| CONSIGNE A |
Restituez mot pour mot le passage du texte sur le pacte social qui débute aux mots « Plus le pacte » et s'arrête après les mots « et le contrat. ».
| CONSIGNE B |
Poursuivez, s'il vous plaît, le texte sur le pacte social à partir de sa dernière phrase.

| EXTRAIT SOURCE |
Un pacte social renouvelé et consolidé est le garant d’un Etat plus fort au sens de plus légitime pour définir et appliquer des lois elles mêmes plus justes et « démocratiques ».
Plus le pacte social se fissure, plus l’Etat est tenté par l’agitation et « la gonflette » pour cacher sa faiblesse et il est de ce fait souvent perçu comme autoritaire ce qui accroit encore la défiance parmi les citoyens les plus soucieux du bien commun.
Parce qu’il se doit d’intervenir en regénérateur de confiance entre les citoyens, et, entre les citoyens et l’Etat, le MoDem peut se faire le défenseur de modes de régulation politique, économique et sociale davantage basés sur le dialogue et le contrat.
« Entre le faible et le fort, c’est la liberté qui opprime et la loi qui libère » reprend t’on souvent de Lacordaire pour justifier l’intervention de la loi notamment comme mode de régulation économique. Il serait plus juste peut-être d’indiquer que c’est la « loi de la jungle » qui opprime et « la règle que l’on se donne et que l’on accepte» qui libère.
Une loi inique, une loi injuste, une loi élaborée sous l’emprise des passions humaines, surtout si elles sont motivées par la défense d’intérêts particuliers ne semble ni libératrice pour « le peuple » (qui reste enchainé à ses passions) ni même fondamentalement pour ses « bénéficiaires », les faibles.
Si la loi est adoptée sans leur participation elle n’est pas non plus émancipatrice pour eux, parce qu’elle sera ou pourra être (soyons optimistes) non conforme à leur dignité et à l’esprit de responsabilité qui doit animer tout citoyen.

| Lignes enregistrées |
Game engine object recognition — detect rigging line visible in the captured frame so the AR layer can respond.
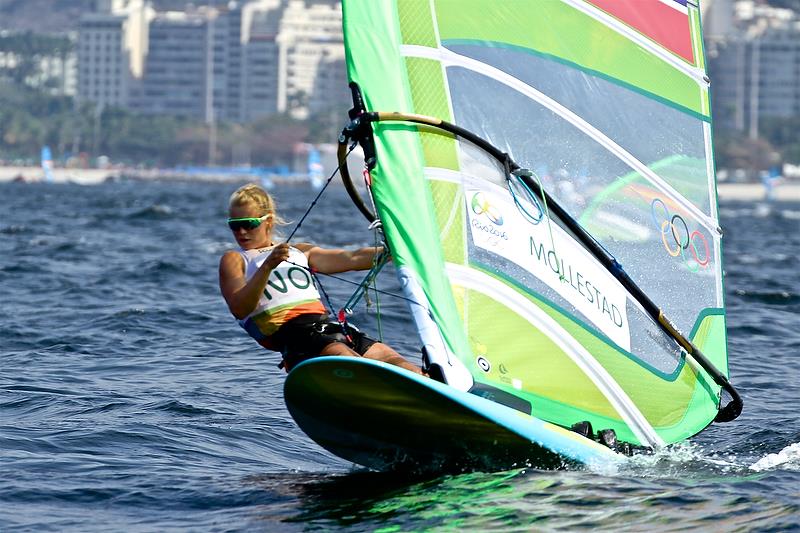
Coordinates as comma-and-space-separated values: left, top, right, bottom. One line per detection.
508, 168, 567, 283
285, 143, 356, 242
374, 226, 386, 342
351, 111, 744, 422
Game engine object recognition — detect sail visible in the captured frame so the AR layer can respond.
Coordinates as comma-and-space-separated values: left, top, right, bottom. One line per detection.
343, 0, 727, 446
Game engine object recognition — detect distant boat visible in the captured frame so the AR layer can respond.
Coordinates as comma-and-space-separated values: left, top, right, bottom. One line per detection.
42, 145, 55, 183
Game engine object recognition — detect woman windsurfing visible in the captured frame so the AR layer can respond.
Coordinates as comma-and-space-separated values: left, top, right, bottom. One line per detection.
219, 184, 422, 374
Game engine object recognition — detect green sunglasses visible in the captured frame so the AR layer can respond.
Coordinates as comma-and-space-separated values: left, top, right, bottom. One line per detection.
228, 215, 270, 231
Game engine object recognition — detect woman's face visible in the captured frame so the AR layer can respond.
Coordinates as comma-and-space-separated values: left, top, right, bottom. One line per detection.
228, 204, 272, 250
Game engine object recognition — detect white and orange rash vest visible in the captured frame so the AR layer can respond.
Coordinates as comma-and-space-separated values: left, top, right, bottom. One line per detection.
239, 247, 327, 348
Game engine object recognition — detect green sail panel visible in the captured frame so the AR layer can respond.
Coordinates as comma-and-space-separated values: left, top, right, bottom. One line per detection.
343, 0, 727, 446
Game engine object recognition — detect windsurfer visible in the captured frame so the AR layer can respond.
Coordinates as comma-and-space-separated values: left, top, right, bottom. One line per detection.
219, 184, 422, 374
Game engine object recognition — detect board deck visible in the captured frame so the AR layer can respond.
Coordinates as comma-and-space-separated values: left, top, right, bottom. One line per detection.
284, 357, 624, 471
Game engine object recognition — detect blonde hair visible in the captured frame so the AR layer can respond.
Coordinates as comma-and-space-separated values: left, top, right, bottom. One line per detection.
228, 183, 287, 231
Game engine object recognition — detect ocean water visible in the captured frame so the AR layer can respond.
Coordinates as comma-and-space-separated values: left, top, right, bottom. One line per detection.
0, 181, 800, 531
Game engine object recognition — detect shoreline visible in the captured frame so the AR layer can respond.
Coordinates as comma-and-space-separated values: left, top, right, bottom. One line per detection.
0, 167, 800, 202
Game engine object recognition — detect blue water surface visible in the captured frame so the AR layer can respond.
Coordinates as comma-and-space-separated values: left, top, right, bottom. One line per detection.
0, 181, 800, 531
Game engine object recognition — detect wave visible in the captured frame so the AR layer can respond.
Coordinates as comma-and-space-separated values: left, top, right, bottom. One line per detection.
750, 442, 800, 472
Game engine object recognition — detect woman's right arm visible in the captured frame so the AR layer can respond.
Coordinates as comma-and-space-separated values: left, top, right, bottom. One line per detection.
219, 244, 289, 320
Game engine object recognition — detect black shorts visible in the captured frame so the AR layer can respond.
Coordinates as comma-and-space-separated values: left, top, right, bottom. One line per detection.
270, 315, 378, 372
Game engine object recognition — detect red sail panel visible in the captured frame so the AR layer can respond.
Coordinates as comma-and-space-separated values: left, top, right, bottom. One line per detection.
588, 0, 695, 64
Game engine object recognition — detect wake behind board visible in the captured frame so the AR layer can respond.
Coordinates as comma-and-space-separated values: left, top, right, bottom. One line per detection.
284, 357, 624, 471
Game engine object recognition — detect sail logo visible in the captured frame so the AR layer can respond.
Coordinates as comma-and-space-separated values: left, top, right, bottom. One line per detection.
470, 192, 503, 226
650, 198, 711, 272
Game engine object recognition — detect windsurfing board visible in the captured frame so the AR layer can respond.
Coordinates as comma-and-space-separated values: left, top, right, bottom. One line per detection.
284, 356, 625, 471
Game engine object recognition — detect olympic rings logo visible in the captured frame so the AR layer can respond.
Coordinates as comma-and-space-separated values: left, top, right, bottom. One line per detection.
471, 192, 503, 226
650, 198, 711, 272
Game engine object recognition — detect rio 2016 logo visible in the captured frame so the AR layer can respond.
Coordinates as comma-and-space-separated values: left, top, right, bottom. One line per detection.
650, 198, 711, 272
471, 192, 503, 226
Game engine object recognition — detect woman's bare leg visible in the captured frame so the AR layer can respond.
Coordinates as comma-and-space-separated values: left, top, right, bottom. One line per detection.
320, 342, 425, 376
364, 342, 425, 376
320, 342, 361, 357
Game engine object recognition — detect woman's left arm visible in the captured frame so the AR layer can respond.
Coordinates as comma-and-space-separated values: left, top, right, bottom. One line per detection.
304, 246, 383, 274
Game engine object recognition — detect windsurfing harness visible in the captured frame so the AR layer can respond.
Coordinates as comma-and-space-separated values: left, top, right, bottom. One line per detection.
239, 247, 327, 349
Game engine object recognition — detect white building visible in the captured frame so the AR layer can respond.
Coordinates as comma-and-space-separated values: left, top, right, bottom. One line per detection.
78, 0, 155, 108
276, 0, 349, 118
78, 0, 349, 123
706, 0, 800, 138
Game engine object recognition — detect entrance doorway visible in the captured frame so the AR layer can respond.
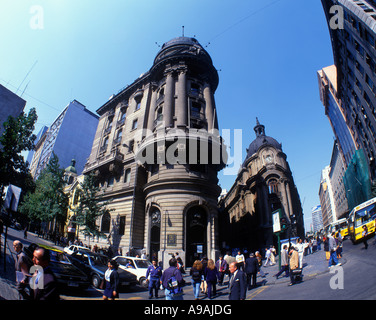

| ZONE DE RÉPONSE A |
Plus le pacte social se fissure, plus l’Etat est tenté par l’agitation et « la gonflette » pour cacher sa faiblesse et il est de ce fait souvent perçu comme autoritaire ce qui accroit encore la défiance parmi les citoyens les plus soucieux du bien commun.
Parce qu’il se doit d’intervenir en regénérateur de confiance entre les citoyens, et, entre les citoyens et l’Etat, le MoDem peut se faire le défenseur de modes de régulation politique, économique et sociale davantage basés sur le dialogue et le contrat.

| ZONE DE RÉPONSE B |
A ce sujet le témoignage de Marie-Agnès Fontanier Responsable du réseau
Animation France au Secours Catholique à propos des exclus, des « sans voix » est éclairant : « Ces personnes souffrent avant tout du sentiment de ne pas compter pour la société, de ne pas être considérées, sinon comme des assistés, elles l’expriment fortement. Or il y a un en jeu démocratique pour notre société à retisser des liens entre des groupes sociaux divers, à leur permettre de s’enrichir mutuellement et à découvrir les idées, les propositions, les initiatives de ceux qui ne sont jamais pris en compte. Nous refusons une société qui se passerait de la contribution de certains de ses membres !».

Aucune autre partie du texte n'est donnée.